TASK
What lines of the data below include the word "cloudy"? Report them by copying each.

Excerpts from a dataset
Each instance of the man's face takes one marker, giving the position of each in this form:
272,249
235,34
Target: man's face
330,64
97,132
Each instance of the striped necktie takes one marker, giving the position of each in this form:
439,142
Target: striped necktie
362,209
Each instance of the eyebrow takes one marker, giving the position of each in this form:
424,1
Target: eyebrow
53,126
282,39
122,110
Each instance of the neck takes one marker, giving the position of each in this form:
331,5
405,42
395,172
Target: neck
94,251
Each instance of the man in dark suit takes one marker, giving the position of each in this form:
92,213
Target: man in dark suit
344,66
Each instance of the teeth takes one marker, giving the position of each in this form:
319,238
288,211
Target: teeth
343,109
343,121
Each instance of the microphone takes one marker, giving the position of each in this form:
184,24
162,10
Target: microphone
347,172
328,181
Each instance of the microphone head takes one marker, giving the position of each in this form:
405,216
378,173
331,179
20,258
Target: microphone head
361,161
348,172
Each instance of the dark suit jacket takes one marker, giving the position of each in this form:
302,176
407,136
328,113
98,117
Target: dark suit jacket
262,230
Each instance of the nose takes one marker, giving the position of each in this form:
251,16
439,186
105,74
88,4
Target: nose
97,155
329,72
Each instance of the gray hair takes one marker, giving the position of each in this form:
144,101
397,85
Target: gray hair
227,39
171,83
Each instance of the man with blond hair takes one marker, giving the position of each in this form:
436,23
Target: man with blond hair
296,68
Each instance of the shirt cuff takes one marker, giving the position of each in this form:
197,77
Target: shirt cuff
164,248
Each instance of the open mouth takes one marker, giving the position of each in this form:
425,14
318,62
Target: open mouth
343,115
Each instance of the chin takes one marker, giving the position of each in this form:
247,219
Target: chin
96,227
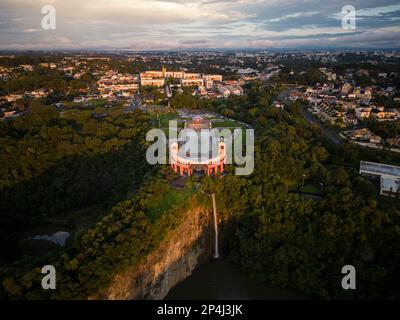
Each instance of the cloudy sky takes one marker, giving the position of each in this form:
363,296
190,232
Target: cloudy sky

ANSWER SPACE
Each instance of the cloudy sky takes one marker, giving the position of each in this form:
Target: cloudy sky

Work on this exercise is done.